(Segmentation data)

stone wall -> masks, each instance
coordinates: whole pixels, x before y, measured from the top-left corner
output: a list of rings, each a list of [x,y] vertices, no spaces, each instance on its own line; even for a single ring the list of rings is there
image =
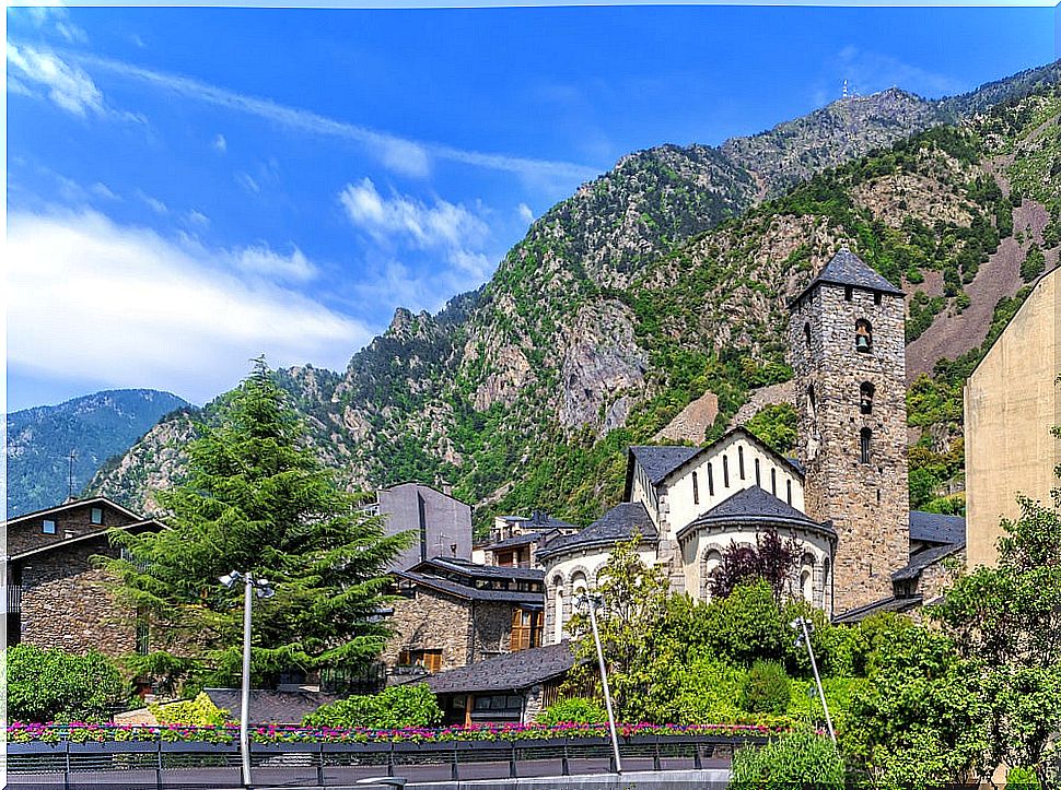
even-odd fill
[[[101,538],[20,564],[23,642],[107,656],[136,650],[133,612],[115,602],[106,575],[89,561],[94,554],[117,556],[118,550]]]
[[[819,284],[793,306],[789,323],[806,512],[830,519],[839,535],[835,613],[891,596],[891,574],[909,562],[905,307],[900,296],[881,294],[881,304],[876,296],[855,287],[848,299],[843,286]],[[870,353],[855,351],[859,319],[872,325]],[[864,381],[874,387],[870,414],[860,410]]]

__TASK BRIEF__: Format the lines of the material as a Markdown table with the columns Number and Record line, one row per line in order, with blank lines skipped. Omit the pictures from the table.

__FULL ANSWER__:
| Number | Record line |
|---|---|
| 1 | stone wall -> masks, each instance |
| 2 | coordinates: whole pixels, x before y, measured from the top-left corner |
| 3 | output: a list of rings, each a list of [x,y] vertices, no spaces, each instance on its own line; even for a single ring the list of rings is there |
| 4 | image = |
| 5 | even-odd fill |
| 6 | [[[101,538],[20,564],[23,642],[107,656],[136,650],[133,612],[115,602],[106,575],[89,561],[94,554],[117,556],[118,550]]] |
| 7 | [[[819,284],[793,306],[789,323],[806,512],[830,519],[839,535],[835,613],[891,596],[891,574],[909,562],[905,307],[900,296],[881,294],[881,304],[876,296],[855,287],[848,299],[843,286]],[[870,353],[855,351],[859,319],[872,325]],[[864,381],[874,387],[870,414],[860,410]]] |